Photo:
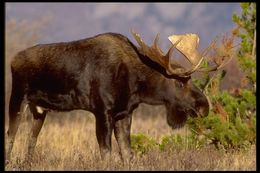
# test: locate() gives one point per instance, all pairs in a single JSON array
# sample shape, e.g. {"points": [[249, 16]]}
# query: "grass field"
{"points": [[68, 142]]}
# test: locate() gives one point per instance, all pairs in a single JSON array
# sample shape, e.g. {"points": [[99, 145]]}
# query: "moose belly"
{"points": [[58, 101]]}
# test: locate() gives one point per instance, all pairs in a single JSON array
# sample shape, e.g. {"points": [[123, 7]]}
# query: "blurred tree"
{"points": [[246, 31]]}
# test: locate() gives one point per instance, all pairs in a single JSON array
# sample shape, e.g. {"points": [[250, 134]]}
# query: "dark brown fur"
{"points": [[106, 75]]}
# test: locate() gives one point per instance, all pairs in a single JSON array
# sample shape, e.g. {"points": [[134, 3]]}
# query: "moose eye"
{"points": [[179, 85]]}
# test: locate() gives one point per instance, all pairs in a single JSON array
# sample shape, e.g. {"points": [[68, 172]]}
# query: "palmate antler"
{"points": [[187, 45]]}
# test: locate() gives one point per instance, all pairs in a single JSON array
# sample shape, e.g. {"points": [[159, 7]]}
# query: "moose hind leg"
{"points": [[122, 130], [104, 129], [14, 117], [37, 122]]}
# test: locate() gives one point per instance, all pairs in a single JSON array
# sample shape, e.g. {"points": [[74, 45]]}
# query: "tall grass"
{"points": [[68, 142]]}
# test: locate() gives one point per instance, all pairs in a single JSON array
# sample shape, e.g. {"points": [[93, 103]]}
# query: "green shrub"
{"points": [[141, 143]]}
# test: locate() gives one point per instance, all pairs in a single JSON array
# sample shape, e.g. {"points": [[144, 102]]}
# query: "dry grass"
{"points": [[68, 142]]}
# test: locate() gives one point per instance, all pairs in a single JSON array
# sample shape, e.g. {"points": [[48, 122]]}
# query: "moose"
{"points": [[109, 76]]}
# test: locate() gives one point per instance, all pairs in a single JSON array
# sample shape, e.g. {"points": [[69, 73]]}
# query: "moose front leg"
{"points": [[122, 130], [104, 129]]}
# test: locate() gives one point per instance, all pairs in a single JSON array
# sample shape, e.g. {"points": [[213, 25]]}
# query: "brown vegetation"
{"points": [[68, 142]]}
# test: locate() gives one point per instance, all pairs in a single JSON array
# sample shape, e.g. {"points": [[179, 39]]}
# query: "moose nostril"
{"points": [[203, 112]]}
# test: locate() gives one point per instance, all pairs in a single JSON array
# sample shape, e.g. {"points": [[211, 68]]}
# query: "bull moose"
{"points": [[109, 76]]}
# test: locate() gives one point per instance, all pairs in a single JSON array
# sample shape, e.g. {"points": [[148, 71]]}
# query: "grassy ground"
{"points": [[68, 142]]}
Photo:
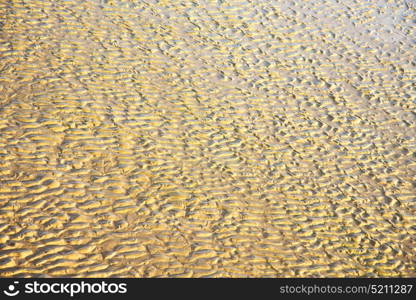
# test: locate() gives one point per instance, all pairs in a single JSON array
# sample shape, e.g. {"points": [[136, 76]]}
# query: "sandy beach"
{"points": [[207, 138]]}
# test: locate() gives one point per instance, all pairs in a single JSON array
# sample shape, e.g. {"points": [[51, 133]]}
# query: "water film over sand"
{"points": [[235, 138]]}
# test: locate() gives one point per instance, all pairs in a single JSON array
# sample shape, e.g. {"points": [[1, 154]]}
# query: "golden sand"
{"points": [[207, 138]]}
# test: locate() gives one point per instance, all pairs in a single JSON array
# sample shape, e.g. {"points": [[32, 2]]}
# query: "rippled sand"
{"points": [[207, 138]]}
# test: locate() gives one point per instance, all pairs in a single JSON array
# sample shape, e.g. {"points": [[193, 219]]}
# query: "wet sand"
{"points": [[207, 138]]}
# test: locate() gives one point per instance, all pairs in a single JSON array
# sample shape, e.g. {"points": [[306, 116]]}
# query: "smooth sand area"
{"points": [[207, 138]]}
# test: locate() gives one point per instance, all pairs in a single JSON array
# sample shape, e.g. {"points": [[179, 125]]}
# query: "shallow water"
{"points": [[207, 138]]}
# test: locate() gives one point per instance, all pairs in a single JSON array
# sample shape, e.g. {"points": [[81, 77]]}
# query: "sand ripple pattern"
{"points": [[207, 138]]}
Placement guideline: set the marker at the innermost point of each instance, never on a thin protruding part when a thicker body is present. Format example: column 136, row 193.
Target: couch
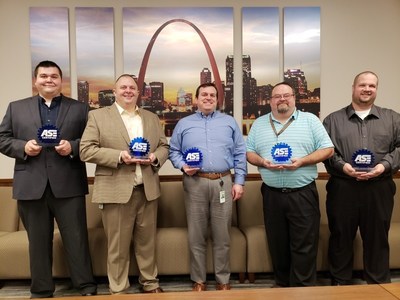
column 172, row 254
column 249, row 253
column 250, row 218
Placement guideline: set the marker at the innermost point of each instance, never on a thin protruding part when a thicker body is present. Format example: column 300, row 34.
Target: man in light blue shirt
column 286, row 145
column 209, row 191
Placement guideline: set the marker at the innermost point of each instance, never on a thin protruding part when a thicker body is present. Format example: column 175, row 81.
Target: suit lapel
column 64, row 107
column 119, row 123
column 34, row 111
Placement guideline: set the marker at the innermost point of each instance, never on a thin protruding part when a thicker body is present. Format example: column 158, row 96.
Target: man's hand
column 32, row 148
column 190, row 171
column 64, row 148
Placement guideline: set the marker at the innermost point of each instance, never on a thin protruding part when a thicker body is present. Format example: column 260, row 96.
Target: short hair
column 46, row 64
column 207, row 84
column 363, row 73
column 284, row 83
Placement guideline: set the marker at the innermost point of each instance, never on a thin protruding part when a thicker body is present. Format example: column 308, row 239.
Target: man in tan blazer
column 126, row 187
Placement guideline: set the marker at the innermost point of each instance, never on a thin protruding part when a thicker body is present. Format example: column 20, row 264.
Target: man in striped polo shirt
column 286, row 145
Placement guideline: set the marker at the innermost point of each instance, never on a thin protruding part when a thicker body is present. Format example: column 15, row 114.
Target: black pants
column 292, row 226
column 38, row 219
column 366, row 205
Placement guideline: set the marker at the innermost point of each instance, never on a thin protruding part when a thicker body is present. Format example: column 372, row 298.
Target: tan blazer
column 105, row 136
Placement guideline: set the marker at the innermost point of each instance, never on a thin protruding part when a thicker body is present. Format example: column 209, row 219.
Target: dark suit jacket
column 66, row 174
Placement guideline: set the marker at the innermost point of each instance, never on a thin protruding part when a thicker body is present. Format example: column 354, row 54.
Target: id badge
column 222, row 197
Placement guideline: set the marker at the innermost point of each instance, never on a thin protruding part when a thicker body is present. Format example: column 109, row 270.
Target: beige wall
column 355, row 35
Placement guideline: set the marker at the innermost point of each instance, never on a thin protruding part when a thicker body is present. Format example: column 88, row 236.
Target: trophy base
column 359, row 169
column 48, row 145
column 139, row 157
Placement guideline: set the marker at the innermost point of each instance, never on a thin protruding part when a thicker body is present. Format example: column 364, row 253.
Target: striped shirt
column 304, row 135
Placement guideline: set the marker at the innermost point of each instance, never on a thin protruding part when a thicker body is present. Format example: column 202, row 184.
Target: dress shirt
column 49, row 114
column 304, row 135
column 134, row 126
column 379, row 132
column 217, row 136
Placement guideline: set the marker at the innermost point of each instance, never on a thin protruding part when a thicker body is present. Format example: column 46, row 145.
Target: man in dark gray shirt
column 360, row 189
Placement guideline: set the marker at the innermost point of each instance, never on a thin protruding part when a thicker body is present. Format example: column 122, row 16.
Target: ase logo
column 363, row 159
column 49, row 134
column 280, row 152
column 192, row 157
column 142, row 147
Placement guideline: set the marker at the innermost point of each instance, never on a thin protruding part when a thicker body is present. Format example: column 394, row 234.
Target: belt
column 213, row 176
column 290, row 190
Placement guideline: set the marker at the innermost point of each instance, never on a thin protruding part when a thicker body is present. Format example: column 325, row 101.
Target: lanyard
column 284, row 126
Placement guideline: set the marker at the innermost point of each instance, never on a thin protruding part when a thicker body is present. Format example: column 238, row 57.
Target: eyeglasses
column 284, row 96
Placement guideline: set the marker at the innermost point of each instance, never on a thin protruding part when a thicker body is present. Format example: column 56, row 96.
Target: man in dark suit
column 49, row 178
column 126, row 187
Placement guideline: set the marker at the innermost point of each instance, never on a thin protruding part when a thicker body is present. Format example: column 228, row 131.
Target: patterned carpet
column 12, row 289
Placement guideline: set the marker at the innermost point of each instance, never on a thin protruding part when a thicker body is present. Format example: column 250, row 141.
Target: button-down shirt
column 219, row 139
column 134, row 126
column 378, row 132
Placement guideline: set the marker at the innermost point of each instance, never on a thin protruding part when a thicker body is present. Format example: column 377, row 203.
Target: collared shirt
column 304, row 135
column 217, row 136
column 134, row 126
column 379, row 132
column 49, row 114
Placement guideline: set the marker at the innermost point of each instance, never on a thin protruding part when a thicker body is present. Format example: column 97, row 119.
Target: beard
column 283, row 108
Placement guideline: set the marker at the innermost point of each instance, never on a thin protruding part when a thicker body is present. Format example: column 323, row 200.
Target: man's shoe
column 334, row 282
column 156, row 290
column 35, row 296
column 223, row 286
column 90, row 294
column 199, row 287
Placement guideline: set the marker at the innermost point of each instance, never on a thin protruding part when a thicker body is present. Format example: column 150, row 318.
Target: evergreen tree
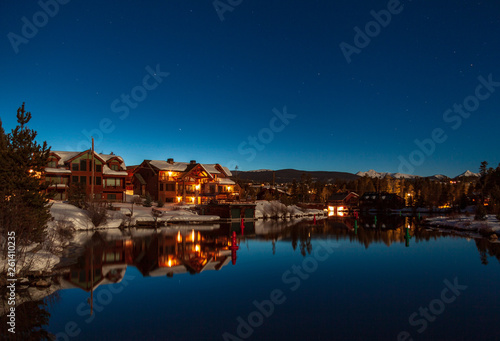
column 23, row 205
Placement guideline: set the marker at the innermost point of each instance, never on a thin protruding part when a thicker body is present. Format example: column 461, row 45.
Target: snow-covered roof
column 108, row 171
column 164, row 165
column 211, row 168
column 182, row 166
column 226, row 181
column 65, row 156
column 227, row 171
column 57, row 170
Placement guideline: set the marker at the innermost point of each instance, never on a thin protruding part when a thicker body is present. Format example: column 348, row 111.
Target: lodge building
column 67, row 168
column 188, row 182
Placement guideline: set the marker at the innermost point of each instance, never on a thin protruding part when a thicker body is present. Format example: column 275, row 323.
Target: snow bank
column 275, row 208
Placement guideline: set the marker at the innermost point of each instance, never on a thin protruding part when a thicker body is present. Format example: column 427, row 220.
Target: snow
column 275, row 208
column 108, row 171
column 57, row 170
column 164, row 165
column 226, row 181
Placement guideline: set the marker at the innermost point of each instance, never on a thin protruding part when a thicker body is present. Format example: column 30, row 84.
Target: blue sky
column 225, row 77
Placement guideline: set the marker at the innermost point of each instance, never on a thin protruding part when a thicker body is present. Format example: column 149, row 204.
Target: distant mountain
column 438, row 177
column 468, row 173
column 287, row 175
column 374, row 174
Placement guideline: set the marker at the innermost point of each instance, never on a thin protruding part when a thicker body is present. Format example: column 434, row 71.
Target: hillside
column 287, row 175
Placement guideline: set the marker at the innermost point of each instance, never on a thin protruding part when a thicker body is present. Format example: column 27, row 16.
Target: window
column 113, row 182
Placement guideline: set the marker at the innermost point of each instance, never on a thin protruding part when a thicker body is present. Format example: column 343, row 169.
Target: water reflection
column 102, row 258
column 166, row 252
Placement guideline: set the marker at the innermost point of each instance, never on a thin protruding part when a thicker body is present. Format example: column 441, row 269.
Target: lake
column 334, row 279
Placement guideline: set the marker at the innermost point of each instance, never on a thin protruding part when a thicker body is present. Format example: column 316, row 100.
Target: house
column 65, row 169
column 188, row 182
column 380, row 201
column 337, row 203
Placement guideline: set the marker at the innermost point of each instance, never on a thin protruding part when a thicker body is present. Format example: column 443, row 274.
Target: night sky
column 267, row 87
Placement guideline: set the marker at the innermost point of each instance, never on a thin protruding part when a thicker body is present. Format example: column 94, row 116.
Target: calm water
column 287, row 281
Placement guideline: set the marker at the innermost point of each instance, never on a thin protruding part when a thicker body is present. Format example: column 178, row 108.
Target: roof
column 164, row 165
column 108, row 171
column 226, row 181
column 66, row 156
column 341, row 196
column 140, row 178
column 57, row 170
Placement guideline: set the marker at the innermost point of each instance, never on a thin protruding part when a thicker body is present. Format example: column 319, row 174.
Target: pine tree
column 23, row 205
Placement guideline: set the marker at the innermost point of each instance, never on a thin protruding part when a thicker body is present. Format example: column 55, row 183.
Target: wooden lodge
column 188, row 182
column 380, row 201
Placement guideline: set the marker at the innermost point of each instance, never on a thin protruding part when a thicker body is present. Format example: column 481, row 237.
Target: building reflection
column 183, row 249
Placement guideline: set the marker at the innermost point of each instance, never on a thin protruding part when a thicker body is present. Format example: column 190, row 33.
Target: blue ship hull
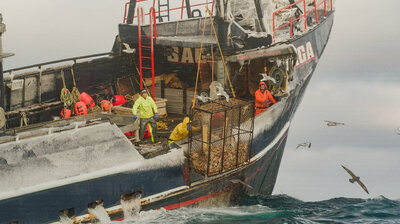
column 261, row 173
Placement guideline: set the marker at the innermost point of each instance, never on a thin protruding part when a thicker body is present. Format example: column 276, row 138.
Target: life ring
column 279, row 75
column 80, row 108
column 106, row 105
column 65, row 113
column 87, row 99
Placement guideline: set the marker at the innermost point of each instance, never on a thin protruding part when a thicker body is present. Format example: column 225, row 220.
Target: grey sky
column 357, row 82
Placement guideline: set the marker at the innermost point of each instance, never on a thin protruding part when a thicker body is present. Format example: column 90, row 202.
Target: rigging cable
column 76, row 96
column 65, row 96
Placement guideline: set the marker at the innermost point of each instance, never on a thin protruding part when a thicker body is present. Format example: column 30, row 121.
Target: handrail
column 57, row 61
column 181, row 8
column 304, row 15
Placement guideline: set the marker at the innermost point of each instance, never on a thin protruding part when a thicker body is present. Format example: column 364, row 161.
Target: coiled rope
column 65, row 95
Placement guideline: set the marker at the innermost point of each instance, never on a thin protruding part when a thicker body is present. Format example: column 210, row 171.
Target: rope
column 198, row 62
column 220, row 51
column 144, row 83
column 65, row 96
column 76, row 95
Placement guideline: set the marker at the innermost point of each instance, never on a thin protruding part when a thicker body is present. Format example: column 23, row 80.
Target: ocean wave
column 284, row 209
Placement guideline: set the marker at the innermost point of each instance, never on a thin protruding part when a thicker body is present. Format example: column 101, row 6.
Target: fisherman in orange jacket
column 263, row 98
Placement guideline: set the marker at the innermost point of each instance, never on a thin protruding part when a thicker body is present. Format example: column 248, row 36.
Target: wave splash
column 284, row 209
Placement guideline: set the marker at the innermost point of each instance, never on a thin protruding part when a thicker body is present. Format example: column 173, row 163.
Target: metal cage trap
column 221, row 137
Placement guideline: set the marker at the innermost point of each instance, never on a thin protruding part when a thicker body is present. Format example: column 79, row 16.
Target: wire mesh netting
column 224, row 138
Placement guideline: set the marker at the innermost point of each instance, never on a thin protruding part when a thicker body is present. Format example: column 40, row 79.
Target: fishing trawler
column 198, row 58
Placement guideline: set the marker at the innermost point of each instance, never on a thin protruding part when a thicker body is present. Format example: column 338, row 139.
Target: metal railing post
column 140, row 17
column 305, row 14
column 152, row 36
column 273, row 25
column 315, row 10
column 183, row 5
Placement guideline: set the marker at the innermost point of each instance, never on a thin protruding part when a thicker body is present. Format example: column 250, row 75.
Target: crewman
column 263, row 98
column 180, row 132
column 148, row 114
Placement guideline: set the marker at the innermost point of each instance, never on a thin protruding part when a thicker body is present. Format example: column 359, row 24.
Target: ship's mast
column 2, row 55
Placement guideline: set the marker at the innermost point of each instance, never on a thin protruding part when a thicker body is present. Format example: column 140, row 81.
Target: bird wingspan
column 349, row 171
column 363, row 186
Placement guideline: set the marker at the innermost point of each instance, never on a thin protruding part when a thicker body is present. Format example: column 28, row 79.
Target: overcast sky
column 357, row 82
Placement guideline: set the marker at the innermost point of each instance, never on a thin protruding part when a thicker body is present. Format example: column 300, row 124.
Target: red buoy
column 65, row 113
column 118, row 100
column 80, row 108
column 88, row 100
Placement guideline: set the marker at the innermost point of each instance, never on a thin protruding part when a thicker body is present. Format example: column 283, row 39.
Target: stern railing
column 185, row 4
column 304, row 15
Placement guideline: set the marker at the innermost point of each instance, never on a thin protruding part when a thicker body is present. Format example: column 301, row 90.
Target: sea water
column 283, row 209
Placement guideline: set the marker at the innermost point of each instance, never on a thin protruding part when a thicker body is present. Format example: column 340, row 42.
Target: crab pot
column 224, row 141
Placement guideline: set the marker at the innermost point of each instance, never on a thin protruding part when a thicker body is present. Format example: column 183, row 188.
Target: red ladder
column 153, row 35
____________
Action item:
Set down again, word for word, the stretch of records from the line with "140, row 81." to the line with "300, row 124.", both of those lines included.

Solved exercise:
Placement guideline: set the marker at the innermost point of each instance, never on a thin protruding part when a thicker body is present. Format example: column 140, row 81.
Target: bird wingspan
column 349, row 171
column 363, row 186
Placement guideline: set the marker at the innermost point of each instance, never on a thin protruding part when a thicker body is present. Format example: column 28, row 79.
Target: overcast sky
column 357, row 82
Placement guideline: set the marker at the innermost point of each instance, never on a thin protruding part when a thicker body is present. Format example: column 300, row 124.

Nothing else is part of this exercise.